--- Begin Material ---
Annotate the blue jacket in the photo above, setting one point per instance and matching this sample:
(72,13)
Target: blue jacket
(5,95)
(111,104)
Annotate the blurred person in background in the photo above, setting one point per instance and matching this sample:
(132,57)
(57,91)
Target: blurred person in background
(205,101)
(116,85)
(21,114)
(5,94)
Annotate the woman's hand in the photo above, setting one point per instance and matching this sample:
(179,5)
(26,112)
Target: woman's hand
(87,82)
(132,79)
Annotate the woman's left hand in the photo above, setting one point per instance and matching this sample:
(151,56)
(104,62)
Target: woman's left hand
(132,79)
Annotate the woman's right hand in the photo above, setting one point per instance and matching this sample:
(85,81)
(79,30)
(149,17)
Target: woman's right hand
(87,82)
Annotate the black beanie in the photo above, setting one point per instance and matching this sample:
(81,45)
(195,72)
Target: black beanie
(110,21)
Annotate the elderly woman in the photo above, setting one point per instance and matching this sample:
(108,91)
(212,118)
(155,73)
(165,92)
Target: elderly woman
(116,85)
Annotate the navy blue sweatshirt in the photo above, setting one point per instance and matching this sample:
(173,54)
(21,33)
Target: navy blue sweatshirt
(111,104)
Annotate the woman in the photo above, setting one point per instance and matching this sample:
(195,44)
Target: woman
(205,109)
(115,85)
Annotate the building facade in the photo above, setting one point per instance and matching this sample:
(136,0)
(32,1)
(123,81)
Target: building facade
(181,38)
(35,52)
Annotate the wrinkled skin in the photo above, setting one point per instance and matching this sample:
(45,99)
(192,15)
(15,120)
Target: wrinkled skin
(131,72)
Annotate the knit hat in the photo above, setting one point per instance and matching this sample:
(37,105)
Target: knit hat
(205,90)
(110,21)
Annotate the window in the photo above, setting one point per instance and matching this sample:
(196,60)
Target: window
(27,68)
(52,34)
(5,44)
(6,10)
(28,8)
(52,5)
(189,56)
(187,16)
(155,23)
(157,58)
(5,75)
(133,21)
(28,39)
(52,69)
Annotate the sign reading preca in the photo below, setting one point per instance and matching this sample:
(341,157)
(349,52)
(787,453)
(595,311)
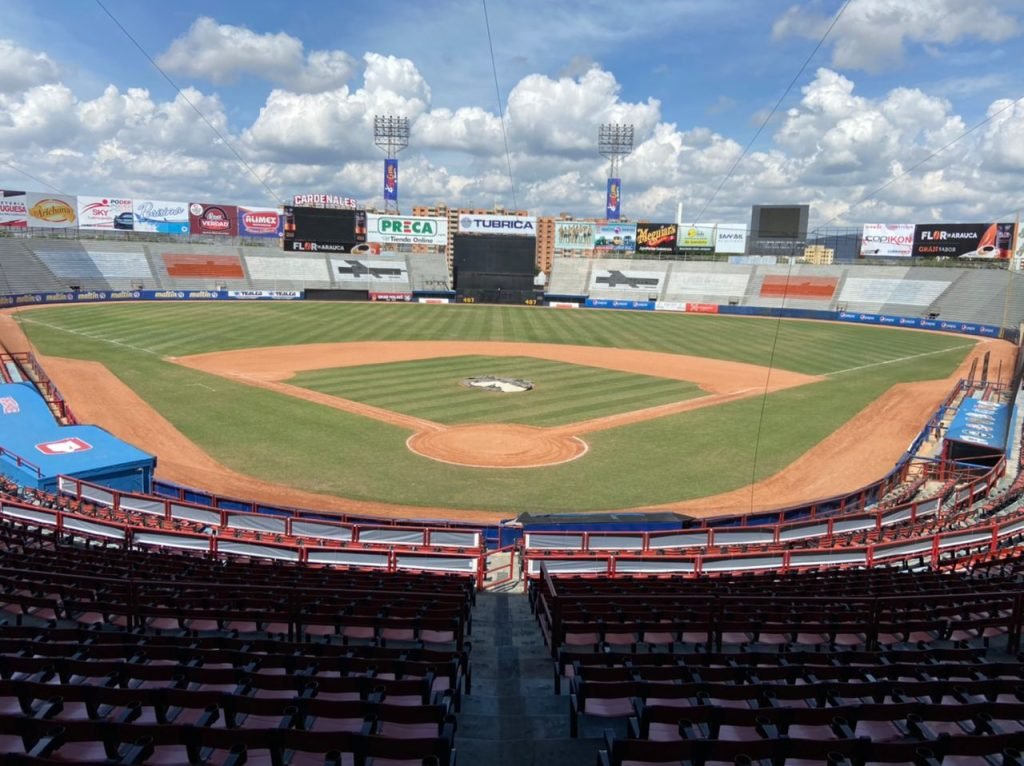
--- End Material ---
Task instructions:
Rewrite all the material above as a numbered list, one line per item, and skip any blank lines. Leave the picture out of your answer.

The reply:
1. Annotate the blue jacket in the photo above, setting one point per instance and matching this sample:
2. (72,13)
3. Target: blue jacket
4. (5,95)
5. (111,104)
6. Annotate the blurred person in background in the photo above, setting one point per instance and matching this sample:
7. (132,57)
8. (57,91)
9. Target: blurred person in background
10. (205,101)
11. (116,85)
12. (21,114)
13. (5,94)
14. Annotate the woman's hand in the photo above, setting one point per instance and matching this sample:
15. (179,5)
16. (26,112)
17. Target: woman's hand
18. (87,82)
19. (132,79)
20. Annotate the woman's left hand in the photo above, setting one point per instance and matching this sample:
21. (151,56)
22. (104,62)
23. Target: woman's left hand
24. (132,79)
25. Annotate the woman's right hand in the photo above, setting one point per instance and matching this sample:
26. (85,81)
27. (79,30)
28. (149,17)
29. Target: woman's right hand
30. (87,82)
31. Annotate the black beanie in the photo above, setting one point per instance and matching this sample:
32. (81,45)
33. (195,72)
34. Target: black beanie
35. (110,21)
36. Annotate the elderly woman in the photo above, setting one point per instance and matching this sample:
37. (108,91)
38. (212,118)
39. (155,73)
40. (165,92)
41. Target: elderly woman
42. (116,85)
43. Annotate the navy blue sweatshirt in the photo above, setting one point per instance and matching this sample:
44. (173,54)
45. (21,33)
46. Target: navy blue sweatshirt
47. (111,104)
48. Annotate the woman in the photo above, setting one point per instance and matching this sample:
49. (195,44)
50. Target: woman
51. (205,109)
52. (115,85)
53. Annotate the building facade in the photo above, setting one point per instance and matching this sample:
54. (136,0)
55. (32,1)
56. (123,81)
57. Target: building facade
58. (181,38)
59. (35,52)
60. Annotate the wrinkled skin in the photo above, setting one point per instance and matching this sample:
61. (45,99)
62. (192,15)
63. (15,120)
64. Target: wrinkled skin
65. (131,72)
66. Annotate the knit hat in the photo above, setting one point per instance and matching this sample:
67. (37,105)
68. Target: knit hat
69. (205,90)
70. (110,21)
71. Annotate the window in the photo above, setting one point per instance and matching this sample:
72. (196,60)
73. Target: window
74. (27,68)
75. (52,34)
76. (5,44)
77. (6,10)
78. (28,8)
79. (52,5)
80. (189,56)
81. (187,16)
82. (155,23)
83. (157,58)
84. (5,75)
85. (133,21)
86. (28,39)
87. (52,69)
88. Annotate the sign reading preca in the photo below, setting one point per instance and matching this sample:
89. (341,157)
90. (349,52)
91. (787,453)
92. (595,311)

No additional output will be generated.